**Short exercise**
Convert the items below into a JSON list of strings with one string per line. Start with the line containing "Which region of the image above contains the blue" and go on through the line containing "(0, 0), (197, 151)", skipping any blank lines.

**Records provided**
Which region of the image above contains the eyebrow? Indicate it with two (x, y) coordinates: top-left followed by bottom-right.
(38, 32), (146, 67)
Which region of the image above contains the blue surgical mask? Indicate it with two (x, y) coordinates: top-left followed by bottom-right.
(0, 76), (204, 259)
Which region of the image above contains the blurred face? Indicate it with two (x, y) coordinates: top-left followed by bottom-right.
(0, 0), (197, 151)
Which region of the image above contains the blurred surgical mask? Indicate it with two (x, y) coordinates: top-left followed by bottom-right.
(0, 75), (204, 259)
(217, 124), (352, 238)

**Task output**
[
  "Which region of the image above contains the blue surgical mask? Indicate it with two (x, y) coordinates: top-left followed by bottom-right.",
  "(0, 76), (204, 259)",
  "Which region of the image above contains the blurred face? Indicate it with two (x, y) coordinates: top-left followed by bottom-right.",
  "(0, 0), (197, 151)"
]